[Start DATA ENTRIES]

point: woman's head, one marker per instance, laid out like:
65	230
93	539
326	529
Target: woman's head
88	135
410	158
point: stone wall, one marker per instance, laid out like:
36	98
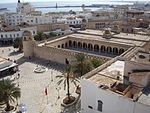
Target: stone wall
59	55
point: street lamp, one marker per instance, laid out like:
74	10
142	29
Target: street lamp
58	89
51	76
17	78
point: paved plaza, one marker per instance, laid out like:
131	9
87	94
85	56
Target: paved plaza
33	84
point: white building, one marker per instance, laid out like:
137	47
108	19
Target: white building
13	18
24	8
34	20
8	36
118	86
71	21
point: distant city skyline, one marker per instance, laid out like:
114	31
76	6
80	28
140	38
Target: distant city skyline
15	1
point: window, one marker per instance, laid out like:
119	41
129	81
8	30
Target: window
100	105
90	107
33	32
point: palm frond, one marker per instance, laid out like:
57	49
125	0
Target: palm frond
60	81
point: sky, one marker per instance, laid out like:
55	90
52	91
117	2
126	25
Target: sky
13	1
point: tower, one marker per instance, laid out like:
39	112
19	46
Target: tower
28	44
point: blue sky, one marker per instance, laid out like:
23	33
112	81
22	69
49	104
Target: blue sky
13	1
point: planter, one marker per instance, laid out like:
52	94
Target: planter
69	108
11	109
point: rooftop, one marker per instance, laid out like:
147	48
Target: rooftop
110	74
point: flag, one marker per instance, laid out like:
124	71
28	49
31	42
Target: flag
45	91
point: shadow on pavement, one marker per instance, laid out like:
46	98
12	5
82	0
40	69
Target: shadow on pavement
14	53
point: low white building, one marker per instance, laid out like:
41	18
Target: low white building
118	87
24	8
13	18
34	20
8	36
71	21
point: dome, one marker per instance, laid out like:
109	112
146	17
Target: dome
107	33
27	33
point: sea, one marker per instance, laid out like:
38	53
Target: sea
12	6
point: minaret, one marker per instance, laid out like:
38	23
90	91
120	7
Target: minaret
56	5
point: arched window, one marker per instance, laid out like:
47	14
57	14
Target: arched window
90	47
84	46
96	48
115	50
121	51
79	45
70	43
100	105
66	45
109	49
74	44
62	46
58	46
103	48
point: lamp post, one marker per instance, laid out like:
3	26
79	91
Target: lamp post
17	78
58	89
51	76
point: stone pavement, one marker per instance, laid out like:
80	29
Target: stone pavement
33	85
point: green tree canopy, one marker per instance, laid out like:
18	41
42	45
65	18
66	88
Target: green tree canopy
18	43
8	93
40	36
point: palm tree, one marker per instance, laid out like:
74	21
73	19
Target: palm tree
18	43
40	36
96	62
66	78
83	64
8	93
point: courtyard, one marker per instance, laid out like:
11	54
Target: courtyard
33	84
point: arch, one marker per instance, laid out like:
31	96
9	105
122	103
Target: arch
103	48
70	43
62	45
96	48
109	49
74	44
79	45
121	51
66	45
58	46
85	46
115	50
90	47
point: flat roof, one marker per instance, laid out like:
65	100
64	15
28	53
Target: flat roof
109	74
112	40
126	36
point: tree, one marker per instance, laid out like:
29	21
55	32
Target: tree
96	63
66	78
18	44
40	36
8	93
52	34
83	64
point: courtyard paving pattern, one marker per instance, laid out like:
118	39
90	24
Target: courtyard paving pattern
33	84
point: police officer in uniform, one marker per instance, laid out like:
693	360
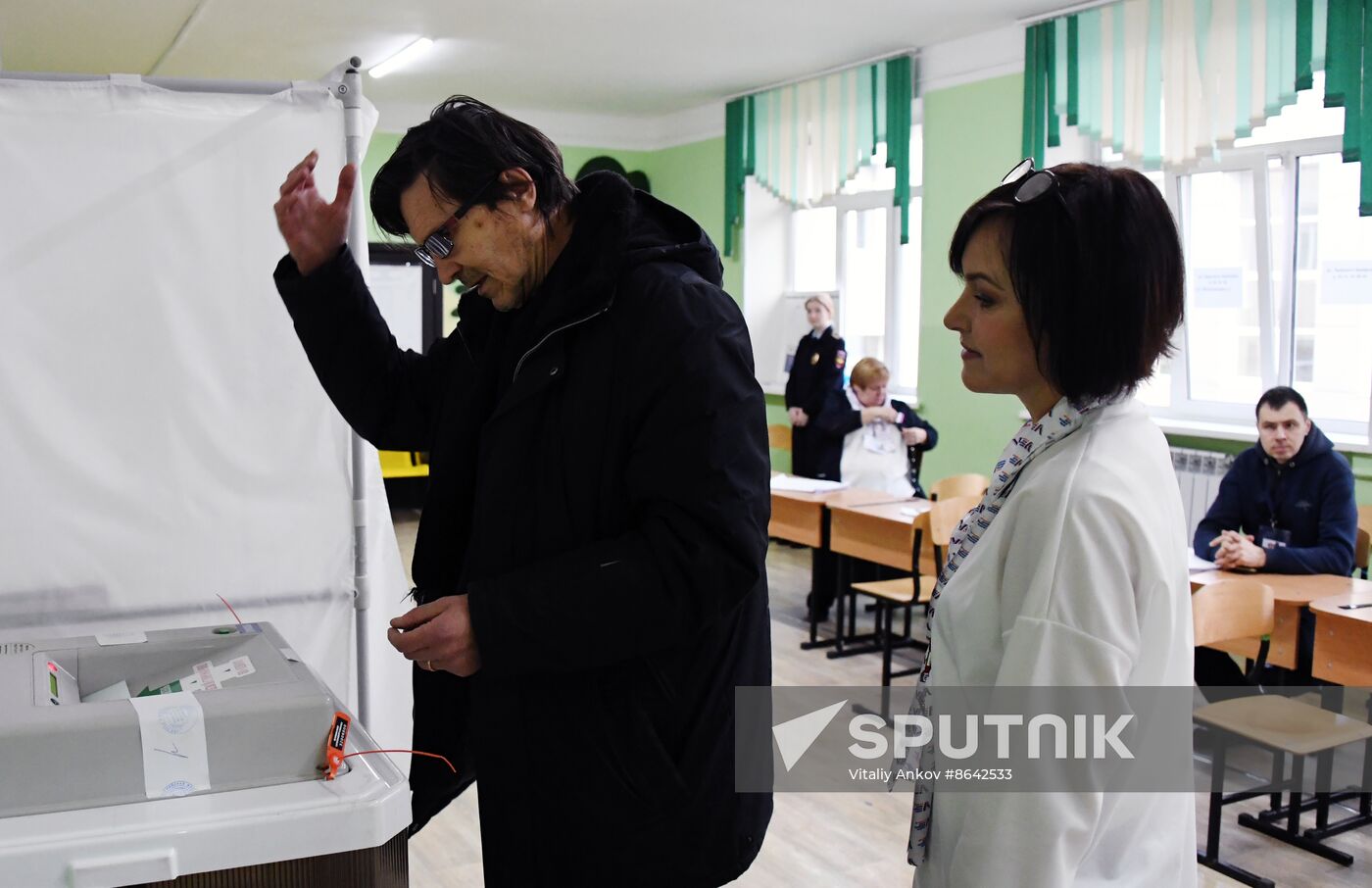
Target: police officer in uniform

[End DATA ENTRIES]
[Start DATA ENTRIES]

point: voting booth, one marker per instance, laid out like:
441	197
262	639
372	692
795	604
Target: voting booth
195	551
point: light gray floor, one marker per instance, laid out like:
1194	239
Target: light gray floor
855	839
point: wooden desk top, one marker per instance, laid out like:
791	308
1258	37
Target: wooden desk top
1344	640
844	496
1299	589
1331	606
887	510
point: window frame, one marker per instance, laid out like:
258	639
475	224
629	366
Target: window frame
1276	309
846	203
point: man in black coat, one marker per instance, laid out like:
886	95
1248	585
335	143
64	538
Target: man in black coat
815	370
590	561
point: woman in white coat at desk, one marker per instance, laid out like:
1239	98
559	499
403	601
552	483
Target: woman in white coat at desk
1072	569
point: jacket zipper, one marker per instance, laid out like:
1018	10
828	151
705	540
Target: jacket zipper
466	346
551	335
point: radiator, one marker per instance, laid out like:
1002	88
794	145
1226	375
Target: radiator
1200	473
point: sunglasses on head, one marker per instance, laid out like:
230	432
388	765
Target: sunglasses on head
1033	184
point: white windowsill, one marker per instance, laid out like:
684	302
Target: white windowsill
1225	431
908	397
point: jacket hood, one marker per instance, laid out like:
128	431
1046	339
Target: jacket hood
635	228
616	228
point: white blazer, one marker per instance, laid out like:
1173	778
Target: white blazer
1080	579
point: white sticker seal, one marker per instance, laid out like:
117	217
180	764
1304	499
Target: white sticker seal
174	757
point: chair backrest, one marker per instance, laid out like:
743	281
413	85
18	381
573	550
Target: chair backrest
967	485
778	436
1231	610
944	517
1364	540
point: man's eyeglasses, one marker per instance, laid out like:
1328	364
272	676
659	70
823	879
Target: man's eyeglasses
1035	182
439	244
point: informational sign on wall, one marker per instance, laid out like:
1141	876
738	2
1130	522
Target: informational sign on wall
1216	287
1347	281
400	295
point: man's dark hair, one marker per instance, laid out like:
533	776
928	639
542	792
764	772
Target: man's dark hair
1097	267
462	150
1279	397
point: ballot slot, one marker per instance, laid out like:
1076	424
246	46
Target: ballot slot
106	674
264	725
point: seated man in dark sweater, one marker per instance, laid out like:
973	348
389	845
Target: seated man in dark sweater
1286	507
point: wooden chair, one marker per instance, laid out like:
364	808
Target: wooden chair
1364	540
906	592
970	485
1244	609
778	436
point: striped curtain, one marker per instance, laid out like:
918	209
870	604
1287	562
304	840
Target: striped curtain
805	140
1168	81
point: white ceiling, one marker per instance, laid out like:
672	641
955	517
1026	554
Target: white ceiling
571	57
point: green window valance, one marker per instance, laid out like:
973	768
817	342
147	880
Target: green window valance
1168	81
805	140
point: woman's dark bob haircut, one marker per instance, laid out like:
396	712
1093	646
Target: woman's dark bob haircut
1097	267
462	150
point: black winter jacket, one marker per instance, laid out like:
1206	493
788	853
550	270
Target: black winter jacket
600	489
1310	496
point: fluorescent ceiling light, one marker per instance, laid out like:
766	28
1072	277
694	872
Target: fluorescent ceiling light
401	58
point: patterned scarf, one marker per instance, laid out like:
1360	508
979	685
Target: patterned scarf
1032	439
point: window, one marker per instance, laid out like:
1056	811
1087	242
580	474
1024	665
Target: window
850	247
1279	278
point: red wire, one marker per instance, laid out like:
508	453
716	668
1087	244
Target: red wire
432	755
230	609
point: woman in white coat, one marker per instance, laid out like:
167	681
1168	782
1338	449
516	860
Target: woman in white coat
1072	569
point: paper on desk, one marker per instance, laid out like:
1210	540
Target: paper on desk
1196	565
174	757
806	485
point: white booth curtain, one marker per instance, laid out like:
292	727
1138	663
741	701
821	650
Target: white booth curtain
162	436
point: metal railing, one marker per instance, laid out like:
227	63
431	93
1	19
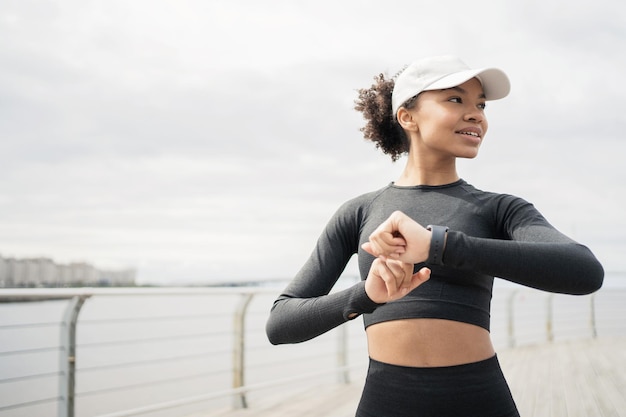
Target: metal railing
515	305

[End DATA ENTRIES]
[Start DATA ENTRIES]

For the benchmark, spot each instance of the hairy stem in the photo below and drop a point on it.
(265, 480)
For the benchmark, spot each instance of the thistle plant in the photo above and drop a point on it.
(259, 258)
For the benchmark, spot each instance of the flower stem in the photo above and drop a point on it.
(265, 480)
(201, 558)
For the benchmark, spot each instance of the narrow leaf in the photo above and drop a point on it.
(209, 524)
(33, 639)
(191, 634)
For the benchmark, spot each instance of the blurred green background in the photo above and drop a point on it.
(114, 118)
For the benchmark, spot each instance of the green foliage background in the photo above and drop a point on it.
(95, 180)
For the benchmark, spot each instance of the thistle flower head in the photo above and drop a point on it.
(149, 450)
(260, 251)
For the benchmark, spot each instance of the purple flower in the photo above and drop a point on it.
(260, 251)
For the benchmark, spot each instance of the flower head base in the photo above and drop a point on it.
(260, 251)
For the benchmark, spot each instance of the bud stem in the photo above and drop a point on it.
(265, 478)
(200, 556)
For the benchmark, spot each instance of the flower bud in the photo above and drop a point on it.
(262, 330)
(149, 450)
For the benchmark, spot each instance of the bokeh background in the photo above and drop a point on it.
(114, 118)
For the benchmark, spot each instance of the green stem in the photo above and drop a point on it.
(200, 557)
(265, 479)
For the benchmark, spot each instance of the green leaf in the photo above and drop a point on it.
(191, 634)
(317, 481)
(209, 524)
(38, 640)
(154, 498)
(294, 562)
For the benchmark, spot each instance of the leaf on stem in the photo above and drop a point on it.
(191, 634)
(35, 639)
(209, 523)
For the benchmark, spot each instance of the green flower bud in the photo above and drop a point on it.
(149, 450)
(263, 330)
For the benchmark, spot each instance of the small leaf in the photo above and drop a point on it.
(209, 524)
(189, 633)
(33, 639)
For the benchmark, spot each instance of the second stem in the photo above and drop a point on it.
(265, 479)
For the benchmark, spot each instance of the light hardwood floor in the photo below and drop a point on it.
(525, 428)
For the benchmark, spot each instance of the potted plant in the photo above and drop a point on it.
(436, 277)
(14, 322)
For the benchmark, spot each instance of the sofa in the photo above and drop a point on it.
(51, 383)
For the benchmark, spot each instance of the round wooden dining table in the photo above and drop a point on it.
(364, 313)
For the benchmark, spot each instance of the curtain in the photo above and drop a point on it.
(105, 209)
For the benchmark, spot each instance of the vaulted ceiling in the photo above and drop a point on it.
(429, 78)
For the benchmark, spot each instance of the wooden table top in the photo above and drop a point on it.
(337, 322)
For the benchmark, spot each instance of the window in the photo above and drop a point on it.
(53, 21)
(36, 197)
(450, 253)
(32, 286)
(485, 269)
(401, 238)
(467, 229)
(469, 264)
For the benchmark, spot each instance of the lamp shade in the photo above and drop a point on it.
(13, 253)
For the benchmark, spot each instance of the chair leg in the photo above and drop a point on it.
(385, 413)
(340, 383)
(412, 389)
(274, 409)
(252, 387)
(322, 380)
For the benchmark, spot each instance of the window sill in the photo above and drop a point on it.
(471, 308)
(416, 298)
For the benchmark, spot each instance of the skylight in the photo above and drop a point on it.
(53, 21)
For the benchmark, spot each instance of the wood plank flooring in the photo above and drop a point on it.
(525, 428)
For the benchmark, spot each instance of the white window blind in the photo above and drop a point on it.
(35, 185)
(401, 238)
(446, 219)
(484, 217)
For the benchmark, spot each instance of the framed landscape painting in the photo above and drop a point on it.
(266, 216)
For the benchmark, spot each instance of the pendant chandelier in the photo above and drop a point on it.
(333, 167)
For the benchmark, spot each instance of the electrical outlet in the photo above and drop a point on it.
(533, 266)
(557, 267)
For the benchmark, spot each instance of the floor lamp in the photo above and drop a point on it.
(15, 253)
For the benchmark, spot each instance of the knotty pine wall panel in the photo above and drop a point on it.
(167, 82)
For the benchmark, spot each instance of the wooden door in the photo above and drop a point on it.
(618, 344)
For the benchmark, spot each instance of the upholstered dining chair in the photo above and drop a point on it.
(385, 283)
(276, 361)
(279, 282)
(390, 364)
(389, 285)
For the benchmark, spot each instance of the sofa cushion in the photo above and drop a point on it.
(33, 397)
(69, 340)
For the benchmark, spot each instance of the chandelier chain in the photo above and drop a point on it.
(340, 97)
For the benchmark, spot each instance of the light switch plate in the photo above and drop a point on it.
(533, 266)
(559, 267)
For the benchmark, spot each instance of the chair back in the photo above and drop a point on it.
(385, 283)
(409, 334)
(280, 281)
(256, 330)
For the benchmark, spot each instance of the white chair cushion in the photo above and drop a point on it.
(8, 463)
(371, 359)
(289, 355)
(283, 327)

[End DATA ENTRIES]

Count the lines in the material above that contain the string "sweater", treating uppercase and lowercase as different. Give only the number.

2